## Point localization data
═══

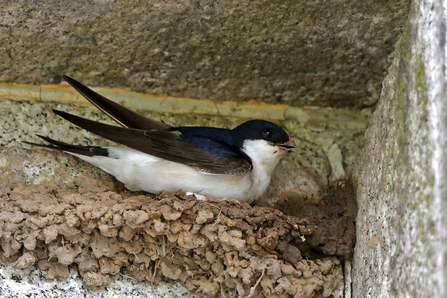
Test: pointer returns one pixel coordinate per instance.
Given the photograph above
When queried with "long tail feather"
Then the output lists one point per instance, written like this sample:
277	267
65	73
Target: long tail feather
117	112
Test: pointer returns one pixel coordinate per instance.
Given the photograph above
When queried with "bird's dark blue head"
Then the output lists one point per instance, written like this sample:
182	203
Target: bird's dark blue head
261	130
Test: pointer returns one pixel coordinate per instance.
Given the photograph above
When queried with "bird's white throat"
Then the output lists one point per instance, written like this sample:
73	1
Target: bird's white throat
263	155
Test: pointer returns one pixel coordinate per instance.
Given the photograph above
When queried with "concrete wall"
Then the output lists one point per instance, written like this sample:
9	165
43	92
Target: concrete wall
401	245
330	53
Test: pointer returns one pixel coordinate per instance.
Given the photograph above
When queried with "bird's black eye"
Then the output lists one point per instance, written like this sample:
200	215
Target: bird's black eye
267	134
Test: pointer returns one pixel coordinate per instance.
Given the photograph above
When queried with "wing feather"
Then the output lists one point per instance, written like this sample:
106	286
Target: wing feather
166	145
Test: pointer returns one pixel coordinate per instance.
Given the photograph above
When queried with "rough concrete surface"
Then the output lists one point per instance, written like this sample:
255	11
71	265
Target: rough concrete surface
328	53
401	244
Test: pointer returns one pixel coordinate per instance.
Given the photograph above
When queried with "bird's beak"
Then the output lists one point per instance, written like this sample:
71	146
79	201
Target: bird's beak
289	145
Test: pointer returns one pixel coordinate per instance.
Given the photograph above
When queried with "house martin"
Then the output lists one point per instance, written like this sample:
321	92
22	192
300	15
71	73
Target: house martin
152	156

═══

## REQUIRED ACTION
Transcribe every line of the records exactly. Pictures do not belong in the copy.

## RESULT FOR THIS TASK
Test: pointer returns one pixel coordinate per instance.
Given the photograph above
When queried with "long tail feather"
Then the output lists one point per instance, written like this sample:
277	267
65	73
Target: long tail feather
117	112
Test: pointer returns one pixel coordinate per instance.
Given the photograph above
When queried with "bird's dark blue head"
Then the output lists one point per instance, written like this sample:
182	203
Target: bird's dark blue head
261	130
Test: pointer returns one pixel coordinate per instance.
Given the photograph above
When queried with "bird's white throat"
Then the output lists one point per instance, written like this sample:
73	1
Target: bird's white throat
263	155
Test: pointer returns one pixel coordinate per instance.
Given the photograph above
When queried with "concrete wall"
Then the output lists one point per instance, written like this sample:
9	165
43	92
Target: concrete wall
401	245
330	53
Test: pointer returns one pixel coordinate per instance.
Given the photograph above
When queried with "bird's black eye"
Then the output lists one point per instance, written like this sample:
200	215
Target: bird's black eye
267	134
Test: pointer returns one pixel coordinate per instance.
Given the photograph above
When queried with "wing feather"
Then the output lists one point per instance, written like this sample:
106	286
Target: wing feather
166	145
Test: pointer returns one pixel coordinate per instance.
Given the photograph above
When queried with "rough concrete surface"
Then the output lists one point per instance, written like this sample:
255	11
71	265
Target: rough concrete surface
328	53
401	244
Test: pointer returns one pixel coordinate per instance.
Given the photograph above
When queried with "bird's beak"
Then the output lists one point per instance, written like this sample:
71	146
79	201
Target: bird's beak
289	145
Test: pointer returns one pixel coordinate per instance.
Given the photograph above
When queried with "house martin"
Then the output lists one point per instance, written like this sample:
321	92
22	192
300	15
71	73
Target: house martin
152	156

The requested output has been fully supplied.